*What the task requires:*
Return the tail of the records exactly, starting from the line containing "the undergrowth, one" and ending with the final line.

*Task material:*
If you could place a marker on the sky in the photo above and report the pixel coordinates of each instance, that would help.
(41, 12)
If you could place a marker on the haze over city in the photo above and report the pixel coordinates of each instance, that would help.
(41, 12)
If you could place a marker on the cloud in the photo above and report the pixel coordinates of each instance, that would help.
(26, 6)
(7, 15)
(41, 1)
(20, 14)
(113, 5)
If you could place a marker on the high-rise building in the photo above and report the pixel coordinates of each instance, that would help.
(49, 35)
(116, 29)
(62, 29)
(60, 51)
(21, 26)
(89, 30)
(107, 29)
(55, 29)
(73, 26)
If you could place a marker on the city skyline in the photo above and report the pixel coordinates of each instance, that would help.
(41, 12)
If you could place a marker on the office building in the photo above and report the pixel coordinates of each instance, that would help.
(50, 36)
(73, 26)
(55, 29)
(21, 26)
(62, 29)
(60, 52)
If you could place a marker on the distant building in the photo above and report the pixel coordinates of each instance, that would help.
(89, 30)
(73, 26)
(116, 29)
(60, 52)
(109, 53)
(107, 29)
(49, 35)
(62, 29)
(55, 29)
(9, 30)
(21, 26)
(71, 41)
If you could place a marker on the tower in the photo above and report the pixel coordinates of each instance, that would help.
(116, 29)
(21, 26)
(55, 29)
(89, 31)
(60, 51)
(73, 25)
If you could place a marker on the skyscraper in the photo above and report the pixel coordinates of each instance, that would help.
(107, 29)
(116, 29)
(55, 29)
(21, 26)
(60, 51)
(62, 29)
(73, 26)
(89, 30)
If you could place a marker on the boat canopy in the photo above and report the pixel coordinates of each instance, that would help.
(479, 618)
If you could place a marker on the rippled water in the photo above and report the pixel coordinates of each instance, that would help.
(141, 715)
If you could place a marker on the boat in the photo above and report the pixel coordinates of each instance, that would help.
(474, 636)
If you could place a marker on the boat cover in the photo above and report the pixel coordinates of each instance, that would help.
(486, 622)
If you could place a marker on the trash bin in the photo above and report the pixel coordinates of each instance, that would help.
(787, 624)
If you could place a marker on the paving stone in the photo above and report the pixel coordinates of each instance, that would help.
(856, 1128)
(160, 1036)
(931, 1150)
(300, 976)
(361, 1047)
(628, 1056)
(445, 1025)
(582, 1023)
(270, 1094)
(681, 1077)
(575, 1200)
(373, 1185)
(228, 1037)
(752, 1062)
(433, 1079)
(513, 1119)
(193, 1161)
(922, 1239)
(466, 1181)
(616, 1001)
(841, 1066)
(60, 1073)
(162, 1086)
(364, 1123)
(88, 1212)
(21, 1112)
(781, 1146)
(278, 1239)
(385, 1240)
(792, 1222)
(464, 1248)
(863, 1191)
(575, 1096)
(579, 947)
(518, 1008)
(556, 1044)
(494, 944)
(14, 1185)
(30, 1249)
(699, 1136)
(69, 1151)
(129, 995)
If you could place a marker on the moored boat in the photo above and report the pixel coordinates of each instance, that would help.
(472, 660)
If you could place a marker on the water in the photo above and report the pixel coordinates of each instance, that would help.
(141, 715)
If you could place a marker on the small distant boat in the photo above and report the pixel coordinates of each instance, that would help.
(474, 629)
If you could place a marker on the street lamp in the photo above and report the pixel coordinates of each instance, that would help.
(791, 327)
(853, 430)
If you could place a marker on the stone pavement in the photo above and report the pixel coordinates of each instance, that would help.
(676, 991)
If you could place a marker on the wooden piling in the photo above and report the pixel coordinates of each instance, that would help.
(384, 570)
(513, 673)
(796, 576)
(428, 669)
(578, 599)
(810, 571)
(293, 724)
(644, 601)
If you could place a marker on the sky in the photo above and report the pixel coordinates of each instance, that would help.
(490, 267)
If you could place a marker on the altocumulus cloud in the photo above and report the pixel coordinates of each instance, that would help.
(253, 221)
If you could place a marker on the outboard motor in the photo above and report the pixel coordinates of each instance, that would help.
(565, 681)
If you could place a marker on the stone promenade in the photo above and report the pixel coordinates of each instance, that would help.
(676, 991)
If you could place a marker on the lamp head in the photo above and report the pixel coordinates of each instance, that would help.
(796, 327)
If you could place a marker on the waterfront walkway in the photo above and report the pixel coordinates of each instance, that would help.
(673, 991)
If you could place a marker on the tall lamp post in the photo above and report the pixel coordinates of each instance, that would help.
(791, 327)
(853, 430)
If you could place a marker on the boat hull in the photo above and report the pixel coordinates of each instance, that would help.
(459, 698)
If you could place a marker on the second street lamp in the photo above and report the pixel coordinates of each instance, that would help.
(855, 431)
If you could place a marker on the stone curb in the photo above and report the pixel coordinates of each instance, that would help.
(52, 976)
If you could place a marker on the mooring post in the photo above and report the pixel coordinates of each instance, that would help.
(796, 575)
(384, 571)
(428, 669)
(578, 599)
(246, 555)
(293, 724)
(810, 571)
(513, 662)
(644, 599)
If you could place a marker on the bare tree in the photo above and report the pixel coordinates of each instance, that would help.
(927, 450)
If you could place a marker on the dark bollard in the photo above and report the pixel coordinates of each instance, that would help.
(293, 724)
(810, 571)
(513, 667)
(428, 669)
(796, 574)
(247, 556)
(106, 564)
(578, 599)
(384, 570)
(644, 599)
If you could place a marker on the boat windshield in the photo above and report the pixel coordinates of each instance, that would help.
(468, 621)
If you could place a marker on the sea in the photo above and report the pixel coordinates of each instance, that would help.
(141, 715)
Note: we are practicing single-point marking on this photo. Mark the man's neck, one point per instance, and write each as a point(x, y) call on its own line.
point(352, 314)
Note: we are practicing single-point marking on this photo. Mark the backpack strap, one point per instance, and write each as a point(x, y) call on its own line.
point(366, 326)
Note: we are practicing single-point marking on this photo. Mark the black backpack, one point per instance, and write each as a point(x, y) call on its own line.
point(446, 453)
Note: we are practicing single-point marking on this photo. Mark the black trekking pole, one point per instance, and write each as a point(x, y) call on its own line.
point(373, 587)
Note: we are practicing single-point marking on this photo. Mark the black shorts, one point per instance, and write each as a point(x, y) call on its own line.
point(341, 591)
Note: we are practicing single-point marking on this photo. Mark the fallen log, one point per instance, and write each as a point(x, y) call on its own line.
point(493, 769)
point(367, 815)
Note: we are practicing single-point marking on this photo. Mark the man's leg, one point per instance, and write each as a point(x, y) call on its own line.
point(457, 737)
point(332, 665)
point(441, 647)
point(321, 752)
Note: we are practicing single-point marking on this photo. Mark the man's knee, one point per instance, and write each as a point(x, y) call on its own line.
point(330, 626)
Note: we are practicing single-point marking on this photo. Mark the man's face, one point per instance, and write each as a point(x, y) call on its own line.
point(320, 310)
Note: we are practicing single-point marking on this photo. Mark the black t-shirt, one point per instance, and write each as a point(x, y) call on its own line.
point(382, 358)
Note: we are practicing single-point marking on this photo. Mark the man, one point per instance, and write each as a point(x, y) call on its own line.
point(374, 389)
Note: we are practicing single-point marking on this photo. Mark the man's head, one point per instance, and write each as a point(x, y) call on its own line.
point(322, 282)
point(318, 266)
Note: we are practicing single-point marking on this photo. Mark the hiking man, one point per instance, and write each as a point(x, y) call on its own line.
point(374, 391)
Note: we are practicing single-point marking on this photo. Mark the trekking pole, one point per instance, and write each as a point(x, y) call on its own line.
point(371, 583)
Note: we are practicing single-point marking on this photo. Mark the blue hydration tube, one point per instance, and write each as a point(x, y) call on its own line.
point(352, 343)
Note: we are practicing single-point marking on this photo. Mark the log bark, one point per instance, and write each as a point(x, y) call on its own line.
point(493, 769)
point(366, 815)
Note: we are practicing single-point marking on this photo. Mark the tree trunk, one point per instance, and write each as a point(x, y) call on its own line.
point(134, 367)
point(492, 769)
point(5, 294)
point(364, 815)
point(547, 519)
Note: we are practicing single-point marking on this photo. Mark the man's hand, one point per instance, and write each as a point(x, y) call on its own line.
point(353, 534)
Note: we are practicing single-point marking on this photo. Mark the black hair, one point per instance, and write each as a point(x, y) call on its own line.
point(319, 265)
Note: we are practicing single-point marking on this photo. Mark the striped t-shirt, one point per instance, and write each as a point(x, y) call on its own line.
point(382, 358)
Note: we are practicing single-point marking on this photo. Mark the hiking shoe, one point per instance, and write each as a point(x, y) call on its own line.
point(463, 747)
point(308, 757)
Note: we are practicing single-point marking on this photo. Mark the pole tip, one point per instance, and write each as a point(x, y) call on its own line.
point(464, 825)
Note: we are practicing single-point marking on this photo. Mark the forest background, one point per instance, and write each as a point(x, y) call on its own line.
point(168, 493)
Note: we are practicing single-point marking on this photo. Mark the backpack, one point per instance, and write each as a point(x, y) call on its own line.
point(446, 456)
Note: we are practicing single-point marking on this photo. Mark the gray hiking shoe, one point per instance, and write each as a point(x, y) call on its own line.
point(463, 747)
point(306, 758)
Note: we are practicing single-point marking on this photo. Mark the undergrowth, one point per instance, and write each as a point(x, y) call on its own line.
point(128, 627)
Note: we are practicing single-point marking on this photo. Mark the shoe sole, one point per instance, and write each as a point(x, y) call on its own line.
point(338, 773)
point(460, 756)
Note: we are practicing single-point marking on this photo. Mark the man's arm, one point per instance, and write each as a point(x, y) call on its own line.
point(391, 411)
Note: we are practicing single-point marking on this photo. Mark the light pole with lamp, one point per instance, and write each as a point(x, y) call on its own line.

*Exercise solution:*
Note: we are practicing single-point marking on this photo. Mark the undergrowth, one point per instance, and write each as a point(x, y) call on its own line.
point(128, 627)
Note: we are practicing single-point marking on this photo. Mark the shoe sole, one point per instance, and write each as a point(x, y) call on its own line.
point(338, 773)
point(460, 756)
Note: we are practicing single-point marking on this photo. Mark the man's arm, one point per instance, and write each as a point(x, y) call on its own line.
point(391, 411)
Note: we are practicing single-point marking on this photo. Mark the light pole with lamp, one point per instance, and write each as a point(x, y) call on its own line.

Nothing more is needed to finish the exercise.